# [How to complete this task]
Keep the lines exact and the pictures out as you repeat the following listing.

▼▼▼

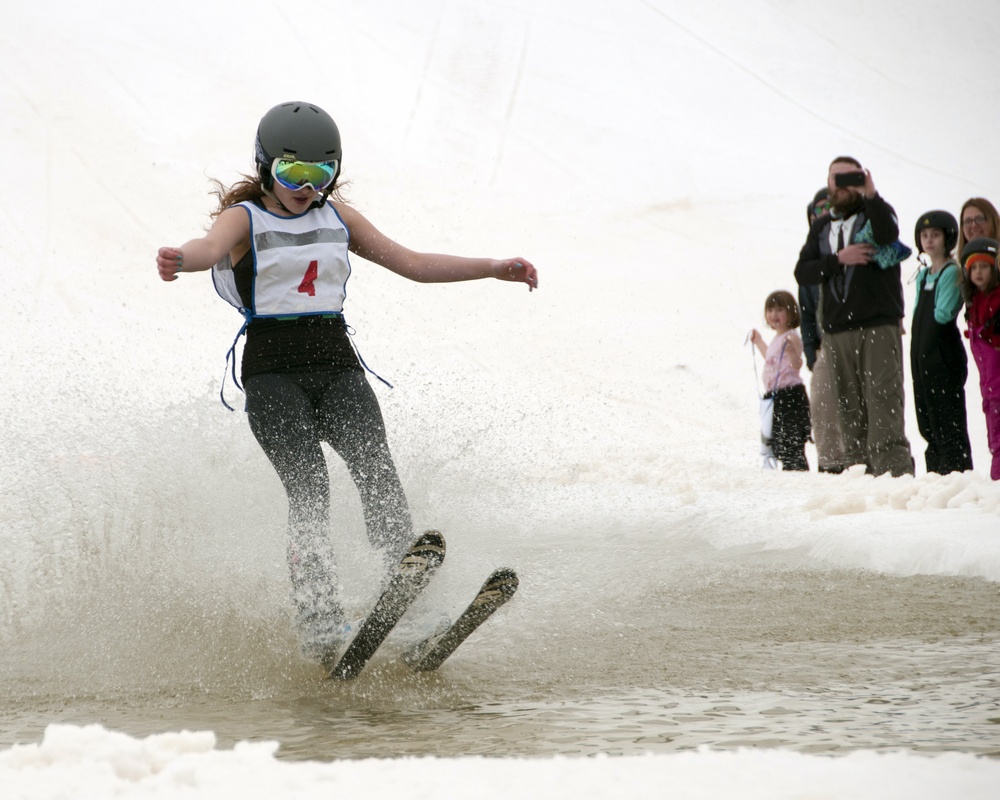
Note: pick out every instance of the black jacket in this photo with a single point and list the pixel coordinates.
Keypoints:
(854, 297)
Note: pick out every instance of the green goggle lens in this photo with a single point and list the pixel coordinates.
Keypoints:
(296, 175)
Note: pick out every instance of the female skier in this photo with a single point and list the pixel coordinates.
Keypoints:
(278, 251)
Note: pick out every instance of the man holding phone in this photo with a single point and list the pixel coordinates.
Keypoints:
(862, 313)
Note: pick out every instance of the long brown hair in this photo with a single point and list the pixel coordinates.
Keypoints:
(988, 210)
(251, 188)
(785, 300)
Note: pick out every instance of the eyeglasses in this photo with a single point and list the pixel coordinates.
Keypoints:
(297, 175)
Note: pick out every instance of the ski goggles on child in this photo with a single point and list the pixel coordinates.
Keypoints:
(297, 175)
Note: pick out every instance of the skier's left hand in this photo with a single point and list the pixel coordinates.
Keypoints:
(518, 270)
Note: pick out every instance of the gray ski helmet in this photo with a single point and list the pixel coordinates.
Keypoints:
(943, 221)
(296, 130)
(981, 244)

▲▲▲

# [Exercise solution]
Note: pick out every instance of the black jacket in this photo with a single point and list the pixel coordinates.
Keypoints:
(854, 297)
Note: pick out every instance of the green goggle lens in this photo with a single point and list the pixel coordinates.
Keypoints:
(296, 175)
Note: pick out every instance of the female skier in this photo with a single point and list the pixel coordinates.
Keypoints:
(278, 251)
Note: pick out every instance of the man holding phone in this photo with a single point and list the pixel coordinates.
Keypoints:
(862, 313)
Note: pick out every instance of the long brown hair in this photo with a single point and list the pixel coordinates.
Keypoints:
(988, 210)
(251, 188)
(785, 300)
Note: pick out every instance of the eyeglasses in this photo with a single point and list the pixel coordinates.
Keypoints:
(297, 175)
Note: pick out every instance of the ski goggles on child in this photo with a single point and list the pixel coordinates.
Keypoints:
(297, 175)
Note: pick out every instance of the skier's left hand in this photo with a single point and list the pixel coordinates.
Keypoints:
(518, 270)
Note: pick out every instance of the gray ski helmet in this photo with a single point and list the pixel coordinates.
Keypoints:
(943, 221)
(296, 130)
(981, 244)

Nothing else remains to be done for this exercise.